▼

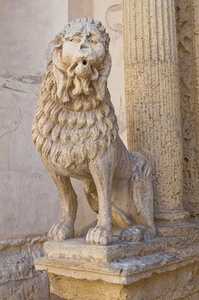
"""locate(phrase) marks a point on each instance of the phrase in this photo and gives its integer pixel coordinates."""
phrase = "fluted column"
(152, 99)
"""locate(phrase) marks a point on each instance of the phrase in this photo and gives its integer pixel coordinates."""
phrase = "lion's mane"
(74, 122)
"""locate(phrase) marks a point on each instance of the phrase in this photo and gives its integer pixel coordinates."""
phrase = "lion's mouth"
(83, 69)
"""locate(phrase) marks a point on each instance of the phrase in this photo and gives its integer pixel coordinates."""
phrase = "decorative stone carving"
(76, 133)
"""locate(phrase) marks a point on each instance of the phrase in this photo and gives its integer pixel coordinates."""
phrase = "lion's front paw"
(99, 235)
(61, 231)
(132, 234)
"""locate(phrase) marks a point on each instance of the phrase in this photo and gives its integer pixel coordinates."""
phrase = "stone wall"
(29, 200)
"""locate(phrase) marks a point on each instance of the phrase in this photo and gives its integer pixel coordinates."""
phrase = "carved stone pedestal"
(164, 268)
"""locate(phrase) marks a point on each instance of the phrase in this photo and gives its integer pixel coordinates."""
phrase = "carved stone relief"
(76, 133)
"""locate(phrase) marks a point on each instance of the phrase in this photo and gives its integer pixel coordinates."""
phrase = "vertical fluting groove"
(152, 94)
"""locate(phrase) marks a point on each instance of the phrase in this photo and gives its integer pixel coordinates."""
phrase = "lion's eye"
(76, 40)
(92, 41)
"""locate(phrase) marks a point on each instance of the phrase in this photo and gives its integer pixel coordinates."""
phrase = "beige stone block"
(28, 29)
(168, 273)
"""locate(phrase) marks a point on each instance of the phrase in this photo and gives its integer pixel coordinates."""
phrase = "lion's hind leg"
(64, 228)
(141, 209)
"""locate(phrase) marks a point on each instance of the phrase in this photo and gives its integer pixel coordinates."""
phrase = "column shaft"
(152, 98)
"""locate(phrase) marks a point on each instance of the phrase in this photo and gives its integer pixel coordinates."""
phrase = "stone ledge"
(78, 249)
(123, 271)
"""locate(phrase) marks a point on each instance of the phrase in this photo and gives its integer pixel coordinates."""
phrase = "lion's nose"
(84, 46)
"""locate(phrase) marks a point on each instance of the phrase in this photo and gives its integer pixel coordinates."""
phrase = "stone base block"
(164, 268)
(182, 283)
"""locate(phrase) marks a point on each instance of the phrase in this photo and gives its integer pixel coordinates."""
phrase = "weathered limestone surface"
(153, 99)
(164, 268)
(75, 131)
(187, 16)
(18, 277)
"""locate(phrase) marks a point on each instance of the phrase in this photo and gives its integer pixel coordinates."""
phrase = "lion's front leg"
(102, 173)
(64, 228)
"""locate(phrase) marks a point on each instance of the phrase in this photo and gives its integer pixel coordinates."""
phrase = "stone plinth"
(164, 267)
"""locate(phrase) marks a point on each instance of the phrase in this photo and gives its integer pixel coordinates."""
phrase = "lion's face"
(83, 50)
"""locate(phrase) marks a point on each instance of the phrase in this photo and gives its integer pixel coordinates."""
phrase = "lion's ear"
(58, 41)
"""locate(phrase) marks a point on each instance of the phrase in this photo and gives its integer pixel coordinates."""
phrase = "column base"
(165, 267)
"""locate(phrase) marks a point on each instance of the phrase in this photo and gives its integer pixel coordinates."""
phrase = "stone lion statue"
(76, 133)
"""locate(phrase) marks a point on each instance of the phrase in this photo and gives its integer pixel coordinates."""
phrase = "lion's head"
(75, 119)
(80, 63)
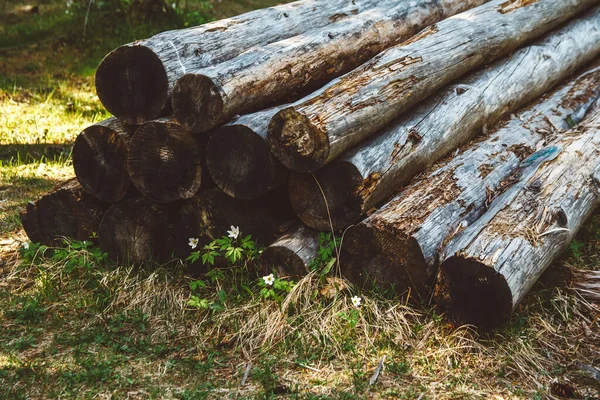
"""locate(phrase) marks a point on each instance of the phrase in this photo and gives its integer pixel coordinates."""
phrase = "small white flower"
(234, 232)
(269, 279)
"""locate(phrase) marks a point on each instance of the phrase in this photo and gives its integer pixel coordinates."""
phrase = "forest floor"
(74, 325)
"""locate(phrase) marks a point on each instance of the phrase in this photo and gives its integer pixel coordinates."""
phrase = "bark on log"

▲

■ Written instruction ■
Reproduce each line exactly as it appears, omitting the pictures.

■ Answer ■
"""locate(phrase) marks a point on each instance of the phrase in this photo and gives its integer pixel coordinates."""
phrase = "fluted column"
(152, 99)
"""locate(phrase) marks a point on each instance of the phrase in this photo and gives its integer pixel coordinates."""
phrase = "lion's mane"
(74, 122)
"""locate(phrase) marks a point on each instance of the phrase in this photo and gives its integer pixel coordinates."""
phrase = "lion's mouth"
(83, 69)
"""locate(phrase) marks a point on each instance of the phrase in this photo and gives its integer pixel coordinates."""
phrase = "decorative stone carving"
(76, 133)
"""locate(phrase) marks a point on each instance of the phrase in this photo and gives its integer pixel coordinates."""
phrase = "lion's front paw"
(99, 235)
(61, 231)
(132, 234)
"""locate(phrase) marks a point on each instance of the phrase in this photo and gives its integer pixel coordinates."""
phrase = "stone wall"
(29, 200)
"""locate(phrase) marks a point on each instance of the phrase in this photo and gives its integer pixel coordinates."""
phrase = "carved stone pedestal"
(164, 268)
"""locate(phrase) marks a point on each instance of the phrase in this photo and gives its integer pixel coordinates."""
phrase = "carved stone relief"
(76, 133)
"""locate(phrase) marks a point on each instance of the phrase in this photo and gives its integer pixel coordinates."""
phrase = "vertical fluting groove"
(152, 94)
"""locate(phrase) marks a point on each instance of the phrase in this photo and gives its integer pixel coordinates."""
phrase = "lion's eye"
(76, 40)
(92, 41)
"""locate(phrase) marks a point on each instance of the phrase in this photo and gives its integer pixel coordinates."""
phrase = "beige stone block"
(28, 29)
(168, 273)
"""locate(phrase) marks a point on each instance of the phrase in this photo and gives its integer pixel coordinates."""
phrase = "lion's hind leg"
(64, 228)
(141, 209)
"""locate(phrase) marks a point on each instance of the phrase in this photo and gives its integer pixel coordinates."""
phrase = "column shaft"
(152, 98)
"""locate(phrase) marks a point on each instance of the phrase in this photo and gives its integer pixel coordinates."""
phrase = "stone ledge"
(78, 249)
(123, 271)
"""locate(phrase) marks a point on each instance of the phrase in this photo and gives its integer pixel coordinates."""
phrase = "lion's nose"
(84, 46)
"""locate(phrase) marks a point on each instance of the phrase in this photo and gives its integer pixel coordinates."""
phrase = "stone base block"
(164, 268)
(182, 283)
"""locate(phrase) marks a point on each instance of the phrase in this photo and gives its integer pixel coordinates."""
phrase = "weathered limestone surface"
(153, 99)
(164, 268)
(75, 131)
(187, 16)
(18, 277)
"""locate(phrase) marks a point on each instance of the phrase in this photo and gives its integer pixel coordinates."""
phrase = "lion's front leg"
(102, 173)
(64, 228)
"""locate(phrase) marks a point on each instance of the phrase in this photo and gives its integer pixel coordinates."""
phrase = "stone plinth"
(164, 267)
"""locate(phrase) marks a point on each instance of the phrase in this photo and gives its integer pixel coordinates."""
phrase = "lion's face"
(83, 50)
"""locate(phrase) marks a point on each instance of the phrase in this photo and gives its integer pixel coordinates."""
phrase = "lion's ear"
(58, 41)
"""locate(phrase) marks a point on each instance of the phrase in this photo and gives its integer pixel coordinates."""
phrase = "column base"
(165, 267)
"""locate(phrase) marks a point on each instance of the phrase in this photo and gives its integer pixel coordinates."""
phrase = "stone lion statue"
(76, 133)
"""locate(phrase) marks a point on each instance of the phrase in this photo and gives its integer pixel coordinates."""
phrase = "lion's head"
(75, 119)
(80, 63)
"""locate(phrase) marks a point on each instance of the phrase in this photo and gives its integer pixel coordinates."""
phrase = "small white flower"
(234, 232)
(269, 279)
"""locate(phrase) marks a point on each instance of the phrase in this photo and gives its integer pixel coordinates."""
phrase = "forest floor"
(74, 325)
"""locate(phrase) marks a point on each instance of the phrase in this photo and gives its integer pixel coordinates."""
phrase = "bark on log"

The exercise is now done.